= EXERCISE DIRECTIONS =
From the passage on nerve sensation below, list every reason it gives for the high acuity of the fingers.

What you feel is situational dependent, and most areas of the body to not have the acuity for there to be a difference. What I mean by this is that the majority of the body is not sensitive enough for you to tell exactly where you are feeling something, and most nerves are so small that it is well below the threshold for being able to tell where the sensation is coming from exactly. There are also different types of mechanoreceptors that perceive touch, vibration, pressure, etc. differently and occur in different amounts over the body, so there is no one size all fits answer for perception related questions. In many cases you wouldn't feel anything, it would just be numb. The pain does physically "happen" in the pain receptors which are at the end of the nerves, though our sensation and perception is not fine tuned enough for us to feel a difference.

For example, if you put two pins next to each other on someones fingers with their eyes closed they would feel that there are two pins. The fingers have high acuity because of the type of mechanoreceptor + there are many small receptors and a large amount of brain dedicated to fingers. If you put two pins next to each other on someones back, they will feel as if there is only one. The nerve anatomy is not fine tuned enough on your back to be able to tell that there are two pins, and only one receptor is activated. Now imagine you put two microscopic pins a fraction of a millimeter away from each other. You wouldn't feel two different pins because the distance is so small, which is how nerves usually are. There are bigger nerves, like the ulnar nerve aka funny bone where you can feel more localized pain though it still is not that obvious where you are feeling the pain in terms of ending vs stem.

= INPUT DATA =

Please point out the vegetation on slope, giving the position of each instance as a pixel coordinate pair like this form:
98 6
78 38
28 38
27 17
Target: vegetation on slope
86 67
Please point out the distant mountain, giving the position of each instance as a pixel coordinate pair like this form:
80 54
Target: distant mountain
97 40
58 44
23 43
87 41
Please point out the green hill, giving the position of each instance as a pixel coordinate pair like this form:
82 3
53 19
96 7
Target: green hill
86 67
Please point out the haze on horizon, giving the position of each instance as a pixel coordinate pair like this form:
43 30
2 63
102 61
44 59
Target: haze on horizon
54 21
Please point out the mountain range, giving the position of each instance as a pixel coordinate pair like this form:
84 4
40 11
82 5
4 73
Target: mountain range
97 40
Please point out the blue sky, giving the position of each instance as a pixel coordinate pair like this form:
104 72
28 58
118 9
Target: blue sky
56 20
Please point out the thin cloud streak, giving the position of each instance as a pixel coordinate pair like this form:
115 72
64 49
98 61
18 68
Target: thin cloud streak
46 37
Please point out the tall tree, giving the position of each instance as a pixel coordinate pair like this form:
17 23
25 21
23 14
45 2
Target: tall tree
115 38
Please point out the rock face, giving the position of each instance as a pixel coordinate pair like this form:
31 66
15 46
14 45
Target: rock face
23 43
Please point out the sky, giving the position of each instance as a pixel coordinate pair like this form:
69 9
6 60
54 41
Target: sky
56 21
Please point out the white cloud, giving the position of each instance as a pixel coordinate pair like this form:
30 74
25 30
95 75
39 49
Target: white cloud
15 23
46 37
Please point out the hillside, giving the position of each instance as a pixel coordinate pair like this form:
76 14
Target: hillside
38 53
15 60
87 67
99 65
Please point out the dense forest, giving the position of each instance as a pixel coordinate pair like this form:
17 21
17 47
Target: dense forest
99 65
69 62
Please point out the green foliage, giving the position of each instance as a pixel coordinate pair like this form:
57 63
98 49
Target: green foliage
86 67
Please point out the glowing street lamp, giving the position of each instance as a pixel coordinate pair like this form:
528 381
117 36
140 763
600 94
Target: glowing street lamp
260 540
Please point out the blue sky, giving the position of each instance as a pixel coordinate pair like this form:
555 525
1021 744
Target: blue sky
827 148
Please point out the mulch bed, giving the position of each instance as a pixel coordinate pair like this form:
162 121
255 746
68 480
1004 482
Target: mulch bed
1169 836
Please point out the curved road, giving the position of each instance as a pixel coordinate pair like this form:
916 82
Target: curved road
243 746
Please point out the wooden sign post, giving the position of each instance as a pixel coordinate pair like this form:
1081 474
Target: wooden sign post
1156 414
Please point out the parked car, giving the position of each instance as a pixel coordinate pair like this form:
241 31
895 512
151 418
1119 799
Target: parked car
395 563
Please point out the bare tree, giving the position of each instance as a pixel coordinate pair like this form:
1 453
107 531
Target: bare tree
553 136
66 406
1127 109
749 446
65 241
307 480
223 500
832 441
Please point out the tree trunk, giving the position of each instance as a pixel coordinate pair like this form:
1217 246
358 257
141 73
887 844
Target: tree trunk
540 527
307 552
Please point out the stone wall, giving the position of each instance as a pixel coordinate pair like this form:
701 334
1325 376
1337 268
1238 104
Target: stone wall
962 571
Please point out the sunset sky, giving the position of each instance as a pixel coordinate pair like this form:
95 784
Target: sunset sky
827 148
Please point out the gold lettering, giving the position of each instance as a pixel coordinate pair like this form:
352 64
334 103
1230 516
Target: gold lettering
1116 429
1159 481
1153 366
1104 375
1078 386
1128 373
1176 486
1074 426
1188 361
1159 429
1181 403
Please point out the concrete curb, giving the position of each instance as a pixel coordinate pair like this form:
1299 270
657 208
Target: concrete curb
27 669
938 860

= EXERCISE OUTPUT =
- The type of mechanoreceptor in the fingers
- The many small receptors there
- The large amount of brain dedicated to the fingers